- Dataset entries
-=-=-

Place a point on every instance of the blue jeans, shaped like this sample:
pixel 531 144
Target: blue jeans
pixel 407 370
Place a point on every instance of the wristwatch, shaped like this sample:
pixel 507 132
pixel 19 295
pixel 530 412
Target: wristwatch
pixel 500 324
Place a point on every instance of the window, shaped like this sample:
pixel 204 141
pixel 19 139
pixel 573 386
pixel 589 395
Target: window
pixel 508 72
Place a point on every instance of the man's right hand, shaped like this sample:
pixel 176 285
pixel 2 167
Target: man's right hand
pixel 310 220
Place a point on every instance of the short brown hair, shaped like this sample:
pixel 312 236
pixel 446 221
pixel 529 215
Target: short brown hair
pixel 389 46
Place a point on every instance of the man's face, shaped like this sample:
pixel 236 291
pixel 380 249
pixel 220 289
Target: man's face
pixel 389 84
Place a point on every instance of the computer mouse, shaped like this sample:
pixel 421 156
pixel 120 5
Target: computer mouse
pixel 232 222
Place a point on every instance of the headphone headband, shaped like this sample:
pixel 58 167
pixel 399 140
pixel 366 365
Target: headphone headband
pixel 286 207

-=-=-

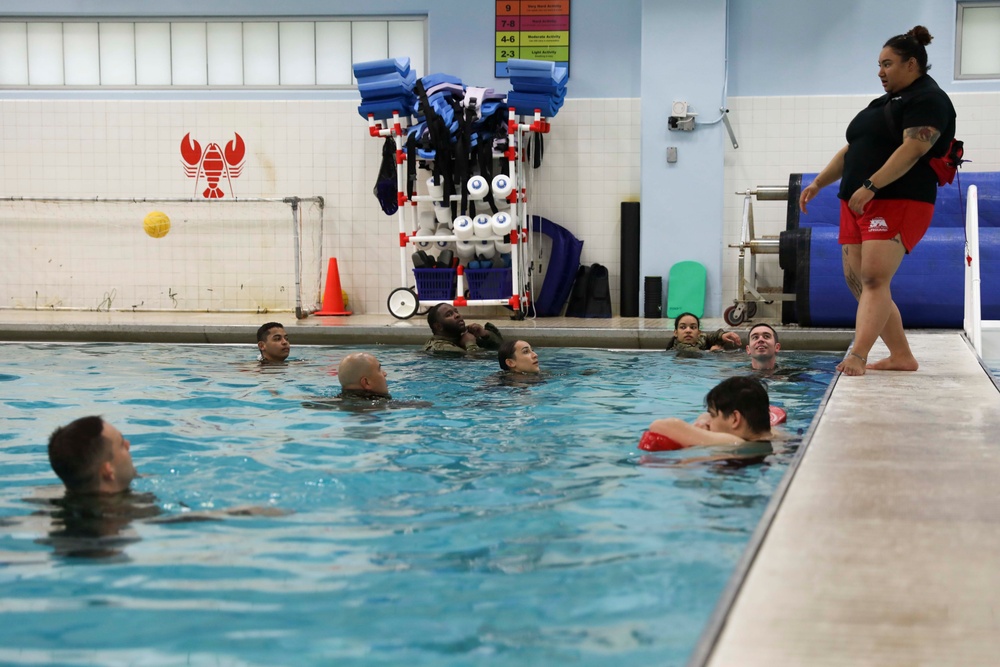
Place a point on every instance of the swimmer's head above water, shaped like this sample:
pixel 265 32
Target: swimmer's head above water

-=-=-

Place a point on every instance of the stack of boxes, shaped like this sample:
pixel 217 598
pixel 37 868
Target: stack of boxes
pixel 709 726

-=-=-

- What is needed
Rewrite the rows from the one containing "Place a point on every instance of the computer" down to the one containing "pixel 232 222", changing "computer mouse" to "laptop keyboard" and leaving everything else the same.

- Task solution
Place a point on every instance of the laptop keyboard, shaped like this sample:
pixel 421 156
pixel 120 5
Target: laptop keyboard
pixel 232 222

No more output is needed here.